-------- Supplied passage

Lost Lands, Forgotten Realms Page 6
Writing in 1684, however, the Galway historian and geographer Roderick O’Flaherty in his book A Chronological Description of the West or H-lar Connaught states: “There is now living Morogh (or Murrough) O’Lay who immagins (sic) he himself was personally on the Island O’Brasil for two days and saw out of it the iles of Aran, Golamhead, Irrosbeghill and other places of the West continent that he was acquainted with.”
The Disappearance
However, Morogh O’Lay was one of the very few who claimed to have actually set foot on Hy-Brasil (most sailors claimed that it faded away if approached) and O’Flaherty seems to treat his story with an element of suspicion and disdain. In spite of such scepticism, however, between 1325 and 1865, a number of maps also show the island as an actual place, clearly marked and lying to the southwest of Galway Bay. On some maps it is given the name Brazil Rock. On most maps it is largely circular with a central river or channel running through it, and a number of high hills or small mountains around its edges. In the late 19th century, it disappears from the charts specifically relating to the Galway coast, but can still be found lying slightly to the south of Rathlin Island in County Antrim (between Church Bay and Ballycastle) where it is marked as “Green Island.”

----------------
-------- Material to process

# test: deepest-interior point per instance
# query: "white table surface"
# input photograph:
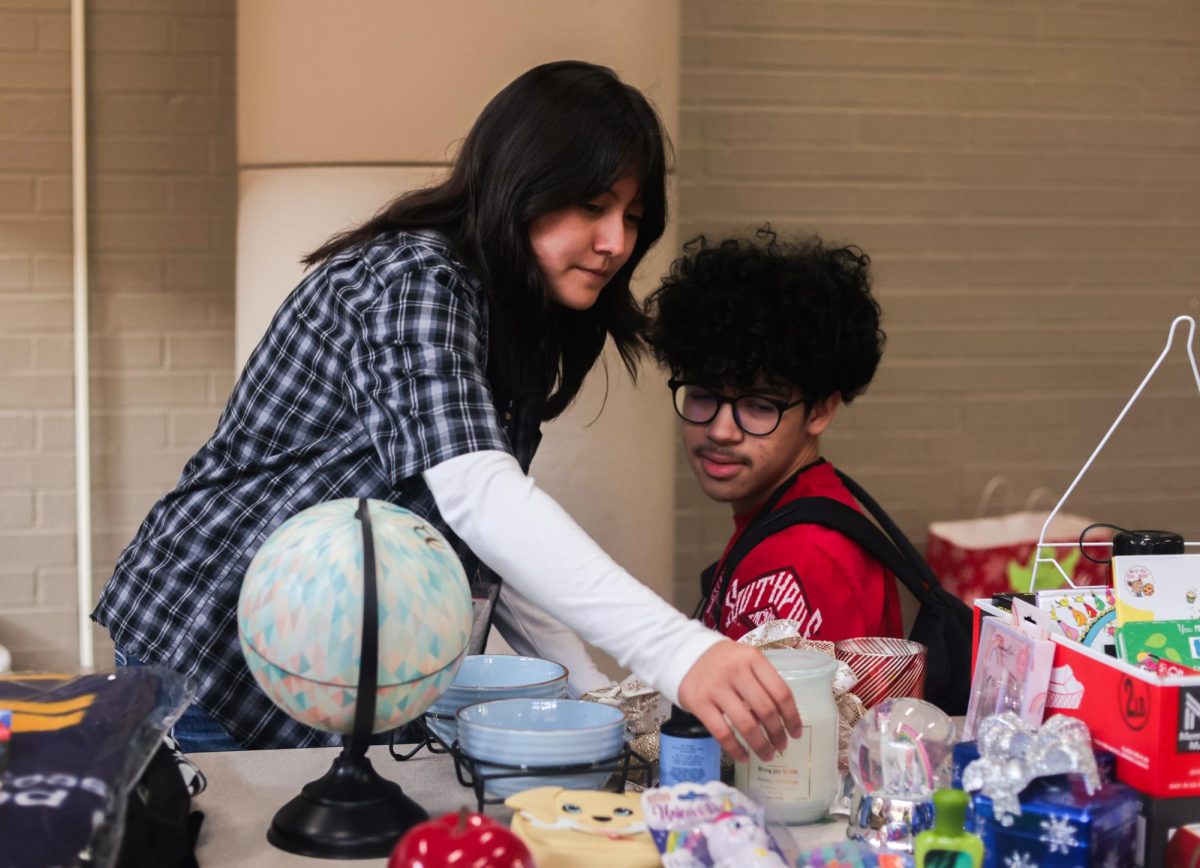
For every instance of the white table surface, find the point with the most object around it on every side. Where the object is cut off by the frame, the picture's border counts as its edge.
(246, 788)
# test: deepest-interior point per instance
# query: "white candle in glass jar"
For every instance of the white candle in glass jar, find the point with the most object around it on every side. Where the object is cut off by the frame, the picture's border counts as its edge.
(801, 783)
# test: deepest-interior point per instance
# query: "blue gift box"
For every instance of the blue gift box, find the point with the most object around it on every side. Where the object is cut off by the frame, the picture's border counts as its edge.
(1061, 826)
(966, 752)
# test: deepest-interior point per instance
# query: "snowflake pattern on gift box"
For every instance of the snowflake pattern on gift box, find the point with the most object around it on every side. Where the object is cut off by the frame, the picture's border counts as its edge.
(1059, 834)
(1019, 860)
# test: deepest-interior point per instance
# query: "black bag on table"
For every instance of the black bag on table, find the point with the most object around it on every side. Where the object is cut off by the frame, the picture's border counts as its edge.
(943, 622)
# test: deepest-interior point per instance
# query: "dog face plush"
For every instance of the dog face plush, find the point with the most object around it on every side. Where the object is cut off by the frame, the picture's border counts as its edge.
(567, 826)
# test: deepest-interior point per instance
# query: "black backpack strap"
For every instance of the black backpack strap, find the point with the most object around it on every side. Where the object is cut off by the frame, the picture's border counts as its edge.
(918, 564)
(827, 513)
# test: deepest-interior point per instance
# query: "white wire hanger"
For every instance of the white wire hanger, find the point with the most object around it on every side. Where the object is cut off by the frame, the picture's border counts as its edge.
(1170, 336)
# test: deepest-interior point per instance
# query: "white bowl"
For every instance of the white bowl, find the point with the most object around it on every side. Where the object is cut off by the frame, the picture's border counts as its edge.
(485, 677)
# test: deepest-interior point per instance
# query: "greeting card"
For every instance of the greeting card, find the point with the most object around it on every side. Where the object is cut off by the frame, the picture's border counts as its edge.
(1085, 615)
(1012, 672)
(1157, 587)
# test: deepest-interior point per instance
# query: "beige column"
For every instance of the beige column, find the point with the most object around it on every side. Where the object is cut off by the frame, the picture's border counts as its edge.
(343, 105)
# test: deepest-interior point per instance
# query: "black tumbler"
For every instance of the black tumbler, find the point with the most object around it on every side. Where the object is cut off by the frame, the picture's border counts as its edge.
(1147, 543)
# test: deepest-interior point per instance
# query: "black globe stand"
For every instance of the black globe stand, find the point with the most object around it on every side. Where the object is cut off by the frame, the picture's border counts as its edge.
(352, 812)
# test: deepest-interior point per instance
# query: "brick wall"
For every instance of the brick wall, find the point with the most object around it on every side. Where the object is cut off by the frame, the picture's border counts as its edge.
(162, 199)
(1026, 178)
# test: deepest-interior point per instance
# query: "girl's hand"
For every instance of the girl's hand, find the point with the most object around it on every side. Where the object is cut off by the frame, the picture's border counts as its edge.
(735, 684)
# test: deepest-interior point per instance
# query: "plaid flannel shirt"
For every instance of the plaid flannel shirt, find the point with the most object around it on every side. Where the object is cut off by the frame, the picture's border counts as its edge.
(372, 371)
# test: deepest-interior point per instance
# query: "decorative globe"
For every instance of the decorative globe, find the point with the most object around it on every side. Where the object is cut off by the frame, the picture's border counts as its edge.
(903, 747)
(300, 615)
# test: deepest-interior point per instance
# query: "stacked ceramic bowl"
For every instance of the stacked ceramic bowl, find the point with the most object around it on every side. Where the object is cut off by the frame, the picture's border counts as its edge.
(514, 734)
(485, 677)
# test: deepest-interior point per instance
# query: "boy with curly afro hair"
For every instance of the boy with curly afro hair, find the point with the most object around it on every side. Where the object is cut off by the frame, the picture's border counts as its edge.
(765, 341)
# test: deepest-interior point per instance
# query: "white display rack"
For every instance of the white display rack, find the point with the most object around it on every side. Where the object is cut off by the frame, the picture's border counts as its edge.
(1039, 556)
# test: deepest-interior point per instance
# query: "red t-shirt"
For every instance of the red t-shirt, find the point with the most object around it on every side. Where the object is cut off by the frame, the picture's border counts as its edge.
(810, 574)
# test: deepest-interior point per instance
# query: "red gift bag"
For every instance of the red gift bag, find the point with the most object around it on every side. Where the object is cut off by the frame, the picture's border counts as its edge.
(989, 555)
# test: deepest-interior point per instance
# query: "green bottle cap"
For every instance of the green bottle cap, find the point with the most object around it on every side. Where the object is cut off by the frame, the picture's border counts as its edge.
(949, 812)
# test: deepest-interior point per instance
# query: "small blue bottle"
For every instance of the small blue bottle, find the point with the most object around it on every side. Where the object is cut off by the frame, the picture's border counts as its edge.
(687, 750)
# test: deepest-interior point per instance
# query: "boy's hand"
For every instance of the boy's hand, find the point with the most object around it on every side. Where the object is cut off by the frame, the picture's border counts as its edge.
(736, 684)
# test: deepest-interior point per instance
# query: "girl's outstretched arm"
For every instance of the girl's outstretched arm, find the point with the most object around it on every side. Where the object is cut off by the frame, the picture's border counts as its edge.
(525, 536)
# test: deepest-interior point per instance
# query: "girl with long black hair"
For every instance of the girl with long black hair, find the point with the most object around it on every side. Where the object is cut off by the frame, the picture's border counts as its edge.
(415, 364)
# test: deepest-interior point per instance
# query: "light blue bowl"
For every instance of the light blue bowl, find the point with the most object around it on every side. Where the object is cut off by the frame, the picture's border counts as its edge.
(485, 677)
(541, 732)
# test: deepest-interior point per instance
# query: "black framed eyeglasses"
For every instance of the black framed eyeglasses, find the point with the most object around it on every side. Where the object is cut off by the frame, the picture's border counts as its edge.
(755, 414)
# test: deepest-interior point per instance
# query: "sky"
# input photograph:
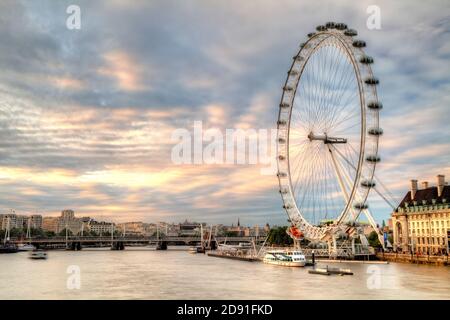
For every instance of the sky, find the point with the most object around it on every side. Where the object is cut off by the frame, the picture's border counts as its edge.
(86, 116)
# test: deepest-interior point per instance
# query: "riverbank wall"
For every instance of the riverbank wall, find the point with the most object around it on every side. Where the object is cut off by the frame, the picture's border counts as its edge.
(411, 258)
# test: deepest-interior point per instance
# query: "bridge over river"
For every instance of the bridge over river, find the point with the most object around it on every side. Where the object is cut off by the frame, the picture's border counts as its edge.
(119, 242)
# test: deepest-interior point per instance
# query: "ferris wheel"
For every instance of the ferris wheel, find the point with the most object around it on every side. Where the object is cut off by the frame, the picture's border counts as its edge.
(328, 133)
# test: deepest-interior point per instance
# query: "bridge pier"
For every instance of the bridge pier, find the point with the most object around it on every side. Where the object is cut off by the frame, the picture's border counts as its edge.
(75, 246)
(161, 245)
(119, 245)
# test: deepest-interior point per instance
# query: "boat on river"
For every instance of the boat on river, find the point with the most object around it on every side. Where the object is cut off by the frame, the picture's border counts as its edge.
(8, 248)
(287, 258)
(38, 255)
(25, 247)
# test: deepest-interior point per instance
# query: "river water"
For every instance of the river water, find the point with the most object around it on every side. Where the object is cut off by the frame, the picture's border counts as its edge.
(138, 273)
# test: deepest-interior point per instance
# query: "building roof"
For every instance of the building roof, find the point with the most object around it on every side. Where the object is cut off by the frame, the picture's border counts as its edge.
(428, 195)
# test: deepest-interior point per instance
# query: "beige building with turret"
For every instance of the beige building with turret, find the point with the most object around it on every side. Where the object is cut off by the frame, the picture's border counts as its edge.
(421, 222)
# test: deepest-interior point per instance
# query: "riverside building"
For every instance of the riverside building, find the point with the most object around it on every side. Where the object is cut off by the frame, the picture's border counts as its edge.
(421, 223)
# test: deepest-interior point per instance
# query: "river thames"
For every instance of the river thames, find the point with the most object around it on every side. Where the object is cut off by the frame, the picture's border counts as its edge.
(139, 273)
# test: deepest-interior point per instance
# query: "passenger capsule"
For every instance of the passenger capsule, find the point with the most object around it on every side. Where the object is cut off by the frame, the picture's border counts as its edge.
(359, 43)
(350, 32)
(341, 26)
(373, 159)
(375, 131)
(372, 81)
(375, 105)
(368, 183)
(366, 60)
(360, 206)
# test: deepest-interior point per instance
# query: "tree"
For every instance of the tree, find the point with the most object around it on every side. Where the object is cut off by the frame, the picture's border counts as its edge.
(279, 236)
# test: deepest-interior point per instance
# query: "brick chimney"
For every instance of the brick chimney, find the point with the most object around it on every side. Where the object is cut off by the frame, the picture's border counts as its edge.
(413, 189)
(440, 184)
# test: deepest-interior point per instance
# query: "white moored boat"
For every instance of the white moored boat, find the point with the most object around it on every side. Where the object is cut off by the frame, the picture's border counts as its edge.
(25, 247)
(38, 255)
(287, 258)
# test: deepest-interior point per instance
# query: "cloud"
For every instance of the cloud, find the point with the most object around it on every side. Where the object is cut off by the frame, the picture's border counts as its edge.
(86, 117)
(121, 67)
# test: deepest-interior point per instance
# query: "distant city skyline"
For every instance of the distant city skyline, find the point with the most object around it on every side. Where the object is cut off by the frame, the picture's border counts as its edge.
(86, 115)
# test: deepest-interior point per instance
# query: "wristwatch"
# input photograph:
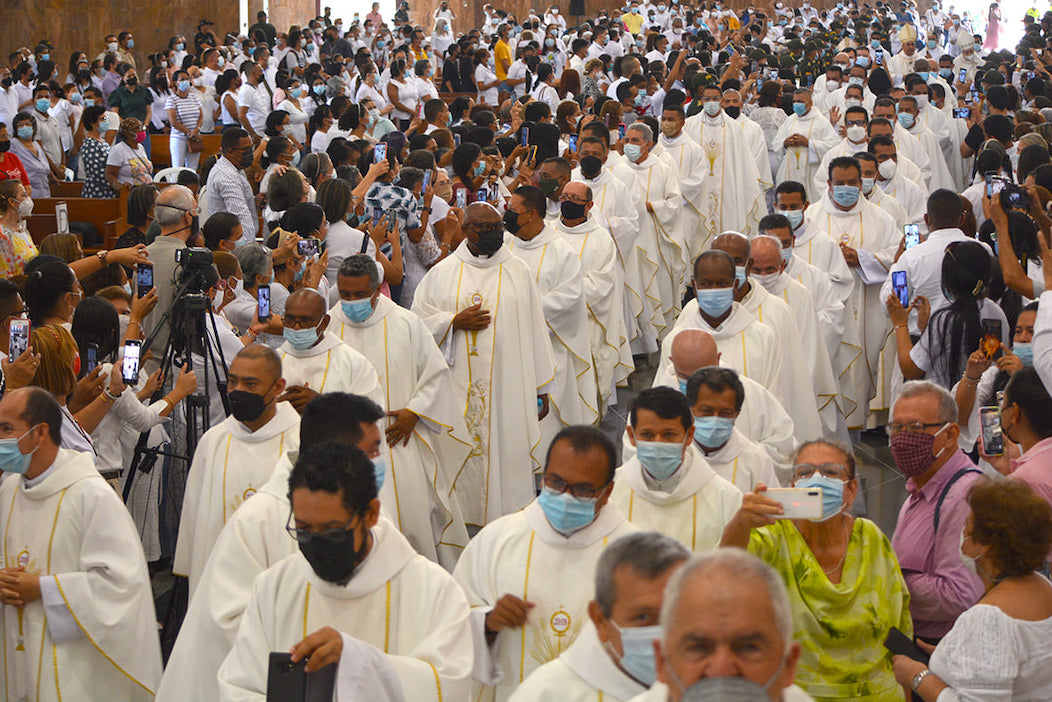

----------------

Exercise tasks ▸
[1] In the passage on Hy-Brasil, what name do some maps give the island?
[2] Convert the listing, from its start up to and including the line containing "For every instance of the white table", into a JSON list of strings with one string per line and no blank lines. Leave the pictures out.

The answers ▸
[1] Brazil Rock

[2]
[
  "# test: deepest-interior point per instance",
  "# query: \"white table surface\"",
  "# input photograph:",
  "For every instance of the white table surface, find the point with the most object around it on every side. Where the object is cut off by the frame, the picture's border counts as its edge."
]